The line containing "the dark eye" marks the start, and the last line of the records below marks the end. Print that run exactly and nothing else.
··· Excerpted data ···
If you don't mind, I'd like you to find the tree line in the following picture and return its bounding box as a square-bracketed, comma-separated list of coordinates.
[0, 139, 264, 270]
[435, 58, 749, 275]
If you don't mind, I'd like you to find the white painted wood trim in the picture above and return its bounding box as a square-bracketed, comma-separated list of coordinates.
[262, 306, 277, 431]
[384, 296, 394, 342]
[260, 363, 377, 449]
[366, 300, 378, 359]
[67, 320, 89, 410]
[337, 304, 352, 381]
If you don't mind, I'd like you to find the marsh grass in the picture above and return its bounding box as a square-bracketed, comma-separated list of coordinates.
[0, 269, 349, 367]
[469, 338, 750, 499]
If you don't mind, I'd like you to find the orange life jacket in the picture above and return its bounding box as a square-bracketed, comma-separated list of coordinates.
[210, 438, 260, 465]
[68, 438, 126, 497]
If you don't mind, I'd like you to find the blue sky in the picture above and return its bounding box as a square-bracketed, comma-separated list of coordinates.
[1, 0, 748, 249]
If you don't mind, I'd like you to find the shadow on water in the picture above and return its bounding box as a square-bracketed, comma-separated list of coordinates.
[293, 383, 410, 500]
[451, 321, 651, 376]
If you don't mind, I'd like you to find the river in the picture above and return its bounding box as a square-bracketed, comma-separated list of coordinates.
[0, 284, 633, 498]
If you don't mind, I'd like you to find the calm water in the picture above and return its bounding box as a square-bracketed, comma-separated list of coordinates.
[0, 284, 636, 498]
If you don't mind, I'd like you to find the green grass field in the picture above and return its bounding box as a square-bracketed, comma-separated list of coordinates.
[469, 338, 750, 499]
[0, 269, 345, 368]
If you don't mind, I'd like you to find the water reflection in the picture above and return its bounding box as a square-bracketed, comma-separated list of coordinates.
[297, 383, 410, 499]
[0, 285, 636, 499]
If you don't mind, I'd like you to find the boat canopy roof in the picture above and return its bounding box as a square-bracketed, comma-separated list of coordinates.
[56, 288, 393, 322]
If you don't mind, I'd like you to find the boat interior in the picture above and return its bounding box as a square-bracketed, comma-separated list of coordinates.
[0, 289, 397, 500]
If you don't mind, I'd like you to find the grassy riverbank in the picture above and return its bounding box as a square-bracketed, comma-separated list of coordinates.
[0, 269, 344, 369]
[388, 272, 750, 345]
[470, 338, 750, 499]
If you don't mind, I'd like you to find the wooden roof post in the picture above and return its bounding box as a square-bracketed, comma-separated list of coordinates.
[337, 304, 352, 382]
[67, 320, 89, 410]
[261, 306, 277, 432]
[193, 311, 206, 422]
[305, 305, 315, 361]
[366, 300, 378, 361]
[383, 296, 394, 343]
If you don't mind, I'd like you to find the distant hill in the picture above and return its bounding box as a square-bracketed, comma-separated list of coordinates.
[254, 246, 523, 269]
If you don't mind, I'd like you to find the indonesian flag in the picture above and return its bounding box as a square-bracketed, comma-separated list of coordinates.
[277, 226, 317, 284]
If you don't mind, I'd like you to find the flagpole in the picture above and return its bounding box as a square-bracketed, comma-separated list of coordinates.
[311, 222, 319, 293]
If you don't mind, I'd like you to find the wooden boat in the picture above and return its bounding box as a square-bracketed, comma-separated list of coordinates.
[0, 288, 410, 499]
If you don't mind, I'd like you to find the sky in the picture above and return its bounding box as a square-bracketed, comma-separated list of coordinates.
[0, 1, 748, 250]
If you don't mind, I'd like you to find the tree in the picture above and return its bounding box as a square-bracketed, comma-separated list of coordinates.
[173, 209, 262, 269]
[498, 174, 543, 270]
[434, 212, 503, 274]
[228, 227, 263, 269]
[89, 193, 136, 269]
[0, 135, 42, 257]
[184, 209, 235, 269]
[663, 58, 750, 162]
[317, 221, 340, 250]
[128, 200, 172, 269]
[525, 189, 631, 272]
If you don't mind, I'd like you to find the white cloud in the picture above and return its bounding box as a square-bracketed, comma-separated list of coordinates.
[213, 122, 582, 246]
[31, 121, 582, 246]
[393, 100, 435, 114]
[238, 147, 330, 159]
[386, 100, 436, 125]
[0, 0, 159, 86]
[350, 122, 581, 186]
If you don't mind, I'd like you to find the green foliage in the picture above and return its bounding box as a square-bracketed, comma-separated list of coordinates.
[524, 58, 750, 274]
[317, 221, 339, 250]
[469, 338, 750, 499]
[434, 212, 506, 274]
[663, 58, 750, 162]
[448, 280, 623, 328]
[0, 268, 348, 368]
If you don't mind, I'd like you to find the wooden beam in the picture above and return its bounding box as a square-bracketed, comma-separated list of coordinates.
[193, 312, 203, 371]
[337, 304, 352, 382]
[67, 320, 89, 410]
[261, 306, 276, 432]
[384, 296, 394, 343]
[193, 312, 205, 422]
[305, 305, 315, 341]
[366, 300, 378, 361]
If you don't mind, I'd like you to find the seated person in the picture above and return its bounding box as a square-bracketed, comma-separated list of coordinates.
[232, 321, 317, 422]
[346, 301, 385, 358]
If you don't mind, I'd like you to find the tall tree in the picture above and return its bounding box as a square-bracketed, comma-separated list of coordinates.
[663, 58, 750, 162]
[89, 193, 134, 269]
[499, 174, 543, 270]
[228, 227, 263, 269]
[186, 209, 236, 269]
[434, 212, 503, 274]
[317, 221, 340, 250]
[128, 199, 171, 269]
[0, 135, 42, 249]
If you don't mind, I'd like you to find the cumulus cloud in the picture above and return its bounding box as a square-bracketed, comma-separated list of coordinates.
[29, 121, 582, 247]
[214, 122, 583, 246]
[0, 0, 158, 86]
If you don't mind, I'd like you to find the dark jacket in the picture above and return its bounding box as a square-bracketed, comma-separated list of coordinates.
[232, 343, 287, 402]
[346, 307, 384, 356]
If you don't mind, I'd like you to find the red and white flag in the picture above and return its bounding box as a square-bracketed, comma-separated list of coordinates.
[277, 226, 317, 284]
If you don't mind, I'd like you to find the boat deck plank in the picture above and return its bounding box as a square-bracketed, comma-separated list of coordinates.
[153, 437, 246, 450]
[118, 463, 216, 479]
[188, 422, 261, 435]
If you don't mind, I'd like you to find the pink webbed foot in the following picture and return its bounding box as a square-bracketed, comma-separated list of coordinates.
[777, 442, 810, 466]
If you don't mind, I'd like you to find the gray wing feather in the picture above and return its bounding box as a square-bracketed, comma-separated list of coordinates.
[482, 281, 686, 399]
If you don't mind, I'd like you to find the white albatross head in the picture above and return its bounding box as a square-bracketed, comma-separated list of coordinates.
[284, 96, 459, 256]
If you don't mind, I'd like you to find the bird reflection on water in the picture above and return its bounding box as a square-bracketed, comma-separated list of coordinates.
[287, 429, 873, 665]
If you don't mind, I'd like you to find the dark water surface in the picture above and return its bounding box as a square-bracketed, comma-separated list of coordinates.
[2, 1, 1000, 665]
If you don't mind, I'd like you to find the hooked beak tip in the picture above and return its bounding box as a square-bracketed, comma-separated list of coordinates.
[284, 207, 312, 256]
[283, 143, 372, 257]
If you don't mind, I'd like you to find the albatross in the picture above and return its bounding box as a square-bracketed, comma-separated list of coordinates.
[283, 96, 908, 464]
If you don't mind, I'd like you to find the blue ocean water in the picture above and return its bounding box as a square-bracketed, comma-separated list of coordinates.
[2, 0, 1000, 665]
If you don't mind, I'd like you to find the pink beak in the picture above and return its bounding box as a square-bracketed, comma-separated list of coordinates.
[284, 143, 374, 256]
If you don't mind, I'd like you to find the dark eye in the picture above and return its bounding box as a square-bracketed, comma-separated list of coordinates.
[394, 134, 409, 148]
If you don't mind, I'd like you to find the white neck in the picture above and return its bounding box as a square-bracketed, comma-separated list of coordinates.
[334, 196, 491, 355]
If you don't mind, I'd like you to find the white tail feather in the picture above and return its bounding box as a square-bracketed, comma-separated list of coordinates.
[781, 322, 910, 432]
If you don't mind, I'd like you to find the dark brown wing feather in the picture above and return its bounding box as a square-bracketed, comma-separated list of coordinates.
···
Response area
If you don't mind, I'd like you to find the dark eye in the picture above and return its bounding box as a square-bracketed, comma-separated list of coordinates.
[394, 134, 409, 148]
If you don't mind, I'd like you to find the white neck in the picture above and return its bounding box as a square-bracketed, comma-separated list of coordinates.
[334, 196, 491, 355]
If you don't mind, I'd like you to find the white tail feather in the picture above and return its bounding box as a square-bracketed, comma-separated list of coordinates.
[781, 322, 910, 432]
If you don't mind, I'd like you to find the dark brown wing feather in the picture above and return its bounding box as a square-bracketed, comma-separated list of coordinates.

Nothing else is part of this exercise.